● EXERCISE 1:
Copy the passage on project risk word for word, from "Many project managers" to "the project size.".

● SOURCE EXCERPT:
By Amro Elakkad, PMP

Project risks are a fact of life that every project manager must deal with. “Project risk is an uncertain event or condition that, if it occurs, has a positive or negative effect on at least one project objective, such as time, cost, scope or quality," as defined by the Project Management Institute’s A Guide to the Project Management Body of Knowledge – Third Edition. Managing project risk involves analyzing and prioritizing risks so that the project manager and the team can focus their mitigation effort on the top risks

Many project managers are familiar with analyzing risks on a project level. This works well for scope and quality risks; however, it is the task-related risks that can negatively affect the accuracy of the schedule and cost estimates and thus negatively affect the delivery of the tasks – and, ultimately, the success of the project.

For small and medium-sized projects, qualitative risk analysis is an effective method to help a project manager evaluate task-related risks and thus improve the realism of the overall project’s schedule and cost estimates. For larger size projects, qualitative risk analysis followed by quantitative risk analysis is more appropriate. This approach uses simulation models, which, though time-consuming, is justifiable given the project size.

● DATA SHOWN:
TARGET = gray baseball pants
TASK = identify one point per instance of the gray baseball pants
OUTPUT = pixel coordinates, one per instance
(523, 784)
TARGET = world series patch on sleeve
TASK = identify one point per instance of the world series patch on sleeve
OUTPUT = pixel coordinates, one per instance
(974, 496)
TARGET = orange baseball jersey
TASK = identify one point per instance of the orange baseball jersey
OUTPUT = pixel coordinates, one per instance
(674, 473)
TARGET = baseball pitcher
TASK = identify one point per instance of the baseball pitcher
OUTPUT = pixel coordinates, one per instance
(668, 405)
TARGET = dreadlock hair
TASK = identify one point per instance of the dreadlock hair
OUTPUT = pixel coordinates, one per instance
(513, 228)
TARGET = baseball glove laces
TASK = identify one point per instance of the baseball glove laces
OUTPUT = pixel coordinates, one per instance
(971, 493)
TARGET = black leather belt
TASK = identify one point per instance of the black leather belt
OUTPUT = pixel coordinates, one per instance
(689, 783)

● EXERCISE 2:
In the rows, take the lines from the line with "TARGET = baseball glove laces" through the last row, swap "black leather belt" for "brown leather belt", and return only those lines with nothing else changed.

● TASK SOLUTION 1:
Many project managers are familiar with analyzing risks on a project level. This works well for scope and quality risks; however, it is the task-related risks that can negatively affect the accuracy of the schedule and cost estimates and thus negatively affect the delivery of the tasks – and, ultimately, the success of the project.

For small and medium-sized projects, qualitative risk analysis is an effective method to help a project manager evaluate task-related risks and thus improve the realism of the overall project’s schedule and cost estimates. For larger size projects, qualitative risk analysis followed by quantitative risk analysis is more appropriate. This approach uses simulation models, which, though time-consuming, is justifiable given the project size.

● TASK SOLUTION 2:
TARGET = baseball glove laces
TASK = identify one point per instance of the baseball glove laces
OUTPUT = pixel coordinates, one per instance
(971, 493)
TARGET = brown leather belt
TASK = identify one point per instance of the brown leather belt
OUTPUT = pixel coordinates, one per instance
(689, 783)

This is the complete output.